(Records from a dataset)
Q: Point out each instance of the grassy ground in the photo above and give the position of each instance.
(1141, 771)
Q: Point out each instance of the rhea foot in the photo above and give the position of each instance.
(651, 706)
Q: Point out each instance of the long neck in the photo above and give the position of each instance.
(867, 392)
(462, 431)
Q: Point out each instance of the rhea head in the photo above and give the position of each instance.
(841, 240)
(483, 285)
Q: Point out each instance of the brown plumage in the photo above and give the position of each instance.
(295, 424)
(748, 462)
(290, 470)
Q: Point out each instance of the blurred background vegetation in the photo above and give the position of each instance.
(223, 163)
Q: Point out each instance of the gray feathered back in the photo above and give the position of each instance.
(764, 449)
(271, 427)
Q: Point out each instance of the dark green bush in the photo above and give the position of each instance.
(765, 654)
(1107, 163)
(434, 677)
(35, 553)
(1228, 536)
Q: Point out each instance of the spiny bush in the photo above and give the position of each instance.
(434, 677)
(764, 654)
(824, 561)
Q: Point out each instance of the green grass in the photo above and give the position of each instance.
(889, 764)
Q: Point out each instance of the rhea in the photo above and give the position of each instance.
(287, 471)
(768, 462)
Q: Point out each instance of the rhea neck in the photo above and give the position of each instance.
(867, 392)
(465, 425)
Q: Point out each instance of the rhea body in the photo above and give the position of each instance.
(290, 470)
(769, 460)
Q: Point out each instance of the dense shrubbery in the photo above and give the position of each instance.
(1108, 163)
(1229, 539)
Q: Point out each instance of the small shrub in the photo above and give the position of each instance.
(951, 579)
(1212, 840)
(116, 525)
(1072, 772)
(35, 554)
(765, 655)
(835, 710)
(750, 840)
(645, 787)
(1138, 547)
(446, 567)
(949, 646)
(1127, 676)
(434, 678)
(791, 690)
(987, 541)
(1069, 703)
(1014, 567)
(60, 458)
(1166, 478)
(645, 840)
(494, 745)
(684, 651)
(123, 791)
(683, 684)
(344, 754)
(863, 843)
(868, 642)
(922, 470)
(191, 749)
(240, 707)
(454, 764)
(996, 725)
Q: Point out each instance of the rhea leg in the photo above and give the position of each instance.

Work instructions:
The full data, transcribed without change, is the expected answer.

Result for this task:
Q: Point out each instance of the grassy ground in the photo above and give the position of each instance.
(1141, 771)
Q: Point out each instance of the rhea foot in the photo above and give the position of each instance.
(651, 706)
Q: Point out each instance of the long neck in the photo above and give the position of each instance.
(867, 392)
(462, 431)
Q: Point out each instance of the rhea head in the photo above and give the position of each instance.
(841, 240)
(483, 285)
Q: Point out each instance of the brown plumage in the photo above and give the position of each instance.
(295, 424)
(748, 462)
(290, 470)
Q: Point out each instance of the blurred background vegetation in the photo above and give the position of each instance.
(223, 163)
Q: Point out each instance of the gray feathered back in the photo above and give the position of each instance.
(764, 449)
(271, 427)
Q: Point out each instance of the dark green bush in the photo above and give the position of each instance.
(765, 654)
(1107, 163)
(434, 677)
(35, 553)
(1228, 536)
Q: Point out each instance of the spiny bush in the photo above and give the position of each instance.
(434, 677)
(764, 654)
(824, 561)
Q: Point out each instance of the green grass in the photo above and give the position of each instance.
(889, 764)
Q: Point out each instance of the rhea in the photo above and give the position of each instance.
(287, 471)
(768, 462)
Q: Point out each instance of the rhea neck in the photo above and give the position of each instance.
(867, 392)
(465, 425)
Q: Point out each instance of the rhea body in the photo above and give the position of each instance.
(290, 470)
(769, 460)
Q: Point out each instance of the dense shrubbery in the photo above and give the position of each instance.
(1108, 163)
(1229, 539)
Q: Point out each instance of the small shrub in the photo above and give the position of each instance.
(951, 579)
(1212, 840)
(116, 525)
(1072, 772)
(35, 554)
(765, 655)
(835, 710)
(750, 840)
(645, 787)
(1138, 547)
(446, 567)
(949, 646)
(1127, 676)
(434, 678)
(791, 690)
(987, 541)
(1069, 703)
(1014, 567)
(60, 458)
(1166, 478)
(645, 840)
(494, 745)
(684, 651)
(123, 791)
(683, 684)
(344, 754)
(863, 843)
(868, 642)
(922, 470)
(191, 749)
(240, 707)
(454, 764)
(996, 725)
Q: Point out each instance of the rhea leg in the photo above and give the position of each instance.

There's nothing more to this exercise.